(課題の要件)
1. からっ風の文章によると、からっ風は別名で何と呼ばれているか。
2. からっ風の文章の「今日も群馬は朝から強い北風が」から「できなくなることもあります。」までを、一字も変えずに書き写せ。

(抜粋本文)

--------

“からっ風”とのたたかい

JR東京駅から下りの上越新幹線に乗り、新幹線が高崎駅に近づくにつれ、車窓に広がる赤城山の美しさに、はっと息をのむことがあります。
赤城山は日本百景にも選ばれる、群馬県のほぼ中央に位置する美しい山ですが、「からっ風」という大変強い季節風を吹き下ろす山としても有名です。 別名「赤城おろし」とも呼ばれるこの強風の出発地点は、大陸のシベリア高気圧から日本列島に向けて吹いてきた風です。それが群馬・新潟県境の山岳地帯にぶつかることで上昇気流となり、日本海側に大雪を降らせます。山を越えた風は水蒸気を失っているので、非常に乾いた冷たい風となって関東平野に吹き降ろします。これが赤城おろしです。 主に11月頃から4月頃にかけて「からっ風」は群馬に吹き荒れますが、群馬県人はその季節になるとこの風とたたかう毎日になります。


~実際にあった話より~
普段は飛行時間15分くらいの山間(当院から直線距離で約50Km)への出動で、からっ風の吹きつけるある冬の日、飛行時間が行き18分、帰り12分と同じ距離なのに6分の差があり、対地速度も行き約190Km/h、帰り約270Km/hで、乗っていてあきらかなスピードの差を実感。


旗のたなびき方が
横ではなくて上向きなんですよ!

今日も群馬は朝から強い北風が吹き荒れています。群馬にとって冬の強い北風、いわゆる“からっ風”は名物でもあり毎年恒例のことでもありますが、ヘリコプターにとって強風は大敵です。特に当院は屋上へリポートのため、強い北風そのものと病院の建物にあたってできる上昇気流が入り混じり、ヘリコプターの離発着ができなくなることもあります。

--------

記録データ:
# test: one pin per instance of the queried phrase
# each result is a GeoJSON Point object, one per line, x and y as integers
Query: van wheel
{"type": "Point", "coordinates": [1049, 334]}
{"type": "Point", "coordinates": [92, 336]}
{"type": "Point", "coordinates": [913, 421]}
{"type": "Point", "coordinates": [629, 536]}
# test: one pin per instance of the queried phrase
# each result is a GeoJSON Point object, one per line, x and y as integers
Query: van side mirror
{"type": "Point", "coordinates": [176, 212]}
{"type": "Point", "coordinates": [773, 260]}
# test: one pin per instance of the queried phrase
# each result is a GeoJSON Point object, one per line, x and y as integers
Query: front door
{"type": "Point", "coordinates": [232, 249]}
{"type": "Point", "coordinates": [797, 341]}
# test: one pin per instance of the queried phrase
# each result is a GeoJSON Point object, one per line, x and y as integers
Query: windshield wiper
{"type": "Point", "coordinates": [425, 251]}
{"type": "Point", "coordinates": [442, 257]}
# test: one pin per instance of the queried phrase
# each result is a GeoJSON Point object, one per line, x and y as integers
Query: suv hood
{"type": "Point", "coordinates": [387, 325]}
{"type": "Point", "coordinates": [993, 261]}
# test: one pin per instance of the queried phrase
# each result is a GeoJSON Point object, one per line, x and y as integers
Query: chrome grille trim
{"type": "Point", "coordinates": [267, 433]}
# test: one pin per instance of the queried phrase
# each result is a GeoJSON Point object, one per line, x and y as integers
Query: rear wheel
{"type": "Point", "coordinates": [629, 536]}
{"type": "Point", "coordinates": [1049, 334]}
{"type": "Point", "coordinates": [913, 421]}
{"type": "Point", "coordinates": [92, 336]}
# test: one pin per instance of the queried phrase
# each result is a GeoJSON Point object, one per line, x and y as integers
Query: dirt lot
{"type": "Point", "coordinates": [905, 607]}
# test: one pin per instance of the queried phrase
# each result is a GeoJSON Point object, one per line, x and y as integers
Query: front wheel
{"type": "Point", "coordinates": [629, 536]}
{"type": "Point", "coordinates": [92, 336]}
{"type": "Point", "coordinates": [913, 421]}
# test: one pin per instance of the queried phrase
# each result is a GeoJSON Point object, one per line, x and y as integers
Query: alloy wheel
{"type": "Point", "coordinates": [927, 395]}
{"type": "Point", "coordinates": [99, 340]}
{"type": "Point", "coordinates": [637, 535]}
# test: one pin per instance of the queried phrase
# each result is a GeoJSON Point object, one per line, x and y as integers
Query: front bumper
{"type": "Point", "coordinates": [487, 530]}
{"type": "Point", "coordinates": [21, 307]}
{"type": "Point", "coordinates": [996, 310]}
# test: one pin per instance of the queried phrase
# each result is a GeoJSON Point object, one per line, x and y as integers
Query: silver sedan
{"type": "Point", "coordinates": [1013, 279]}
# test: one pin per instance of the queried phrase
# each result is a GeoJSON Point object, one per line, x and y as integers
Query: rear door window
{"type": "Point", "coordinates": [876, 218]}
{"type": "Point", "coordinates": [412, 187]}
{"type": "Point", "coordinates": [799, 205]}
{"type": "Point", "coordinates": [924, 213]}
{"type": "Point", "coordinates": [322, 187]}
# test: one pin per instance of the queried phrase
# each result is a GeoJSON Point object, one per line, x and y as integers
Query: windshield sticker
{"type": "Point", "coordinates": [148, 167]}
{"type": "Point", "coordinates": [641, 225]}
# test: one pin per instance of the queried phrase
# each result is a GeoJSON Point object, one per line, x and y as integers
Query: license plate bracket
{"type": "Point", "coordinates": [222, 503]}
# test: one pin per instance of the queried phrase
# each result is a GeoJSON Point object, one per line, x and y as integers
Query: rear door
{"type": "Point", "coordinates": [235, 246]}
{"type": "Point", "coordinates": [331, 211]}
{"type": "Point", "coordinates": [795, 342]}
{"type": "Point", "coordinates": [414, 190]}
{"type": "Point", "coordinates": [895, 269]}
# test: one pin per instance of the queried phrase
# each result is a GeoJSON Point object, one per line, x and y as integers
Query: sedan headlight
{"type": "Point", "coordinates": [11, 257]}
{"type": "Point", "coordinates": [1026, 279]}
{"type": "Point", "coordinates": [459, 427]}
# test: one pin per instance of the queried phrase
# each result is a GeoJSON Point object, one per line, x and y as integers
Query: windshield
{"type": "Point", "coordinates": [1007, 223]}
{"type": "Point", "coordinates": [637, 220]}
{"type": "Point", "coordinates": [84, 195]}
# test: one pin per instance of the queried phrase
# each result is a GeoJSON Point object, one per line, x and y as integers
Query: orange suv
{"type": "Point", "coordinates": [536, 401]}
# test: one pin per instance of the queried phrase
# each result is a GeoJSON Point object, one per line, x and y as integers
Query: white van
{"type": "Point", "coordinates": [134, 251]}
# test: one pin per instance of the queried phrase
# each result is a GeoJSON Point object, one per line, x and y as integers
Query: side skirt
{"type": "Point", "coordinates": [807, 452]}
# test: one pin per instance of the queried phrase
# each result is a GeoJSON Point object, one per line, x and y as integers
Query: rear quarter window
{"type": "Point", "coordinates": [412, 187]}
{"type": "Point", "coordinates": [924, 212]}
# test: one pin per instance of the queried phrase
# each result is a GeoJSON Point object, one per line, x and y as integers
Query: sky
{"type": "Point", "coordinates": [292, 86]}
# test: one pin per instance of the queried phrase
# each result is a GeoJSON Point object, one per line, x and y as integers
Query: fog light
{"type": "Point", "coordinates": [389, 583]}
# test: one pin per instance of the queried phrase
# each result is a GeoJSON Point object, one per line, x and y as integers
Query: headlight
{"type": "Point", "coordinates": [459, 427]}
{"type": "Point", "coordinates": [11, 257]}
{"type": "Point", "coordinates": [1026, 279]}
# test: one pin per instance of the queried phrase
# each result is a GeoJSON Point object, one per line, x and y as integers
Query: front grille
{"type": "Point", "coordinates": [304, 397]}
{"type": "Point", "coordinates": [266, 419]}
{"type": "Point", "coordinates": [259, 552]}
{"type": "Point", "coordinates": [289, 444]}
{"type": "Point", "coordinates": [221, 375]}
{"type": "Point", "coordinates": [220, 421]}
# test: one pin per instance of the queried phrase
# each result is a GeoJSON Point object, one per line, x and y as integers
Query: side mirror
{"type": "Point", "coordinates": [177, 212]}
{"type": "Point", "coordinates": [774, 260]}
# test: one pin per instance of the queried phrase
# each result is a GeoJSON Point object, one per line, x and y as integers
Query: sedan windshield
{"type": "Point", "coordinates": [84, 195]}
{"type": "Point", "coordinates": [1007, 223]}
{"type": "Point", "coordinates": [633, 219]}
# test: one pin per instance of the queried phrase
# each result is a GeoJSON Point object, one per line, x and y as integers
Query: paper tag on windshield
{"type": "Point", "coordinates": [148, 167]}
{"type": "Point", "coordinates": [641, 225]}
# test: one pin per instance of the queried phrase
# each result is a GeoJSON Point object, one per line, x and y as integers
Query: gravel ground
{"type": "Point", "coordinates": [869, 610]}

--------

(記述解答)
1. 赤城おろし

2.
今日も群馬は朝から強い北風が吹き荒れています。群馬にとって冬の強い北風、いわゆる“からっ風”は名物でもあり毎年恒例のことでもありますが、ヘリコプターにとって強風は大敵です。特に当院は屋上へリポートのため、強い北風そのものと病院の建物にあたってできる上昇気流が入り混じり、ヘリコプターの離発着ができなくなることもあります。